Relevés d'annotation de contours:
※

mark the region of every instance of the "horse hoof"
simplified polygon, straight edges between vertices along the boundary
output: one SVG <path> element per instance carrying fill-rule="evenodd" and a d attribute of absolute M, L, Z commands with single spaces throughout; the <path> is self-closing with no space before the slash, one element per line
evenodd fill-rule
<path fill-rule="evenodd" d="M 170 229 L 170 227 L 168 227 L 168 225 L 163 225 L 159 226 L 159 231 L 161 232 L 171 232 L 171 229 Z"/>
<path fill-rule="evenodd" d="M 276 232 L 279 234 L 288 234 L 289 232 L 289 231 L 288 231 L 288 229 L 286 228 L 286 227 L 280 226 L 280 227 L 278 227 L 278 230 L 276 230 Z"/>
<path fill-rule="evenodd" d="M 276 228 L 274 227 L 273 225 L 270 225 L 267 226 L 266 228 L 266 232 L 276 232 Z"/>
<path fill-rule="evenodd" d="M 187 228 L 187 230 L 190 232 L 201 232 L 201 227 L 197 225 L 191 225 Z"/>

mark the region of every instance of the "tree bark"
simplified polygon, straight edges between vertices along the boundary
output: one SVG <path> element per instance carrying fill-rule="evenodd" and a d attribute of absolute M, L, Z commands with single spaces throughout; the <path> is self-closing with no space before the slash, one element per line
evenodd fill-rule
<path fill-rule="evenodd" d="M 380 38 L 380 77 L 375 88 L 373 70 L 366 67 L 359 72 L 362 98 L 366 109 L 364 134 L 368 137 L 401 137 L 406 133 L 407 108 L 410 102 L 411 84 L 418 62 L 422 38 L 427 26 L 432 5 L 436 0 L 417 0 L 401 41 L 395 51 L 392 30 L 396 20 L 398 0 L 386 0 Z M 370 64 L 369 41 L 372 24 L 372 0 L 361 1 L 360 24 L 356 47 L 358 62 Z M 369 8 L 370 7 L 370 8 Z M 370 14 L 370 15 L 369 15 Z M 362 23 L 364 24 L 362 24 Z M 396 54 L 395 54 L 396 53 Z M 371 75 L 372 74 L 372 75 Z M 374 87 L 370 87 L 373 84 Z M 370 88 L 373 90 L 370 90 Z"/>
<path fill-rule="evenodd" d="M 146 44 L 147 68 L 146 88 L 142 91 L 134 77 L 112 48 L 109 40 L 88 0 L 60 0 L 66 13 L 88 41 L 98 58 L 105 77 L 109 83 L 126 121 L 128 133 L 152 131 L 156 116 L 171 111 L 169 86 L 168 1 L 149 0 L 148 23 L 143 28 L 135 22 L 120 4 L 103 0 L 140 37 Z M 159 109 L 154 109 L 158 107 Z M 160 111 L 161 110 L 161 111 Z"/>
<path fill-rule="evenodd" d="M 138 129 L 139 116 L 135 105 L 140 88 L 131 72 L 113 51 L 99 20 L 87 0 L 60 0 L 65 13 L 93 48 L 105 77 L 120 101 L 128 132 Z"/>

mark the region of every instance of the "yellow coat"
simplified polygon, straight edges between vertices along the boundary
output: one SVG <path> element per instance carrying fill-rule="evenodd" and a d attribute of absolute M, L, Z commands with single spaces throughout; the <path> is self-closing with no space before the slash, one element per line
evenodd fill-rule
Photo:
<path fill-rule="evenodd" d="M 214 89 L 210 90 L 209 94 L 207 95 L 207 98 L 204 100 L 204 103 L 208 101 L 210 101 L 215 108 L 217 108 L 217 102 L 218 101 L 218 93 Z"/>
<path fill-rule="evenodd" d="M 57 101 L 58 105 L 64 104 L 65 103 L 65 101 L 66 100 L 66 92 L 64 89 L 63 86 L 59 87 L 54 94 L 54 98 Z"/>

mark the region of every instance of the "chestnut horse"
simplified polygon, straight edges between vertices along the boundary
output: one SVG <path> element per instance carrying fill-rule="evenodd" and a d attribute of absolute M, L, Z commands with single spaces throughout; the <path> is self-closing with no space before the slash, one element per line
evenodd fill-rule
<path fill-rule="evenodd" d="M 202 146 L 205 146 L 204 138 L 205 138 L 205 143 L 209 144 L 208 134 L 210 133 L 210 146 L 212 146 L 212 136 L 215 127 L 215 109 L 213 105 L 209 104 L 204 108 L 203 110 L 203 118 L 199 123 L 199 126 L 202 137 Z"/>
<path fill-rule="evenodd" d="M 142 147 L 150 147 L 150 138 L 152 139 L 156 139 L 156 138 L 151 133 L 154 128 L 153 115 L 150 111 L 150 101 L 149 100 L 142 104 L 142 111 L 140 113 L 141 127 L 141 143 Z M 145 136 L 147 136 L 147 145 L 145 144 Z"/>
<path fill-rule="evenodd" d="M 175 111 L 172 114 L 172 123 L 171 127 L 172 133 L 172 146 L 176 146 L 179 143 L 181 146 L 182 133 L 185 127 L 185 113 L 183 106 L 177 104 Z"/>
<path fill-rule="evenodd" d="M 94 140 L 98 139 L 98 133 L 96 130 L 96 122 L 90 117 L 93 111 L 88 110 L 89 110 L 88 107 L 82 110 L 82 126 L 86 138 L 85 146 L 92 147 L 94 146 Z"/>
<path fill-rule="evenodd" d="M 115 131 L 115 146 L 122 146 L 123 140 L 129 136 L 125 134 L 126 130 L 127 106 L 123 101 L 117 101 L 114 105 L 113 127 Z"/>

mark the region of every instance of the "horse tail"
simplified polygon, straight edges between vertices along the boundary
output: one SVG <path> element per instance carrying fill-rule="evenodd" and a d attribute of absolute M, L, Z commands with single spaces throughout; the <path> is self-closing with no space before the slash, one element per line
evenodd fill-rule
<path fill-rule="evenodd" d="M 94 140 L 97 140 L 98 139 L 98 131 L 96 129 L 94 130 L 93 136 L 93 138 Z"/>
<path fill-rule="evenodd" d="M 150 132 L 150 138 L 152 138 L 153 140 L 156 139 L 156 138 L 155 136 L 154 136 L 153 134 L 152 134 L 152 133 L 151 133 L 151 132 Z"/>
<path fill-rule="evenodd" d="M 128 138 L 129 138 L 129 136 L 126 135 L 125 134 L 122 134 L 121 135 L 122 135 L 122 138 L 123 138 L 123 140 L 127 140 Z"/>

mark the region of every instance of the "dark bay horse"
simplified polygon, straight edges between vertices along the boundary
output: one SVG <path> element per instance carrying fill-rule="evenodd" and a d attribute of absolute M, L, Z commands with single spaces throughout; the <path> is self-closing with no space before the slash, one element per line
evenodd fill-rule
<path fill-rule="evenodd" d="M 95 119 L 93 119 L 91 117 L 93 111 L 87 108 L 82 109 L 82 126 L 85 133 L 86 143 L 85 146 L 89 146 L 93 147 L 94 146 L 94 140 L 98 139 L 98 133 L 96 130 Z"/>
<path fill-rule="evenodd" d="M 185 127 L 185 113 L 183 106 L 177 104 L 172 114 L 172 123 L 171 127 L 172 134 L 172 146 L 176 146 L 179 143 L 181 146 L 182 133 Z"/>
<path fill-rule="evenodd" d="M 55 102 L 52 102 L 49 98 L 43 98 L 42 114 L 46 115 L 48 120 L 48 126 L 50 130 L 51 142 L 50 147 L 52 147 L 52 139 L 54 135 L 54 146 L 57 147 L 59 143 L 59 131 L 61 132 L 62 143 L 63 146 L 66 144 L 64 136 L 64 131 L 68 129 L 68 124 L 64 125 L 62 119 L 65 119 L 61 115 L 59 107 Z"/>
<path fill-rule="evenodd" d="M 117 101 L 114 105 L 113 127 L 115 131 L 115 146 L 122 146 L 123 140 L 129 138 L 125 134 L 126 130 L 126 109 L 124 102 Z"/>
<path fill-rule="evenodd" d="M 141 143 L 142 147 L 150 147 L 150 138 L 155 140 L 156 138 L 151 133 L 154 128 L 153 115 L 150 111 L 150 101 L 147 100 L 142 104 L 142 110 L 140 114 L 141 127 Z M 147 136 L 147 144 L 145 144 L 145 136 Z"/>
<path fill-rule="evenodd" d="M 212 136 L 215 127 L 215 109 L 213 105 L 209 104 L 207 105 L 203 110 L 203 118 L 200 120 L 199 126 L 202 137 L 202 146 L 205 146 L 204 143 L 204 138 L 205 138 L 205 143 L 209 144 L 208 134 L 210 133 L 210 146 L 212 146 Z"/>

※

> [CONSIGNE]
Extrayez toutes les lignes ci-dessus qui contiennent la chaîne « every », en tenant compte de la casse.

> [RÉPONSE]
mark the region of every instance of the "horse hoof"
mark the region of every instance of the "tree bark"
mark the region of every instance of the "yellow coat"
mark the region of every instance of the "chestnut horse"
mark the region of every instance of the "horse tail"
mark the region of every instance of the "dark bay horse"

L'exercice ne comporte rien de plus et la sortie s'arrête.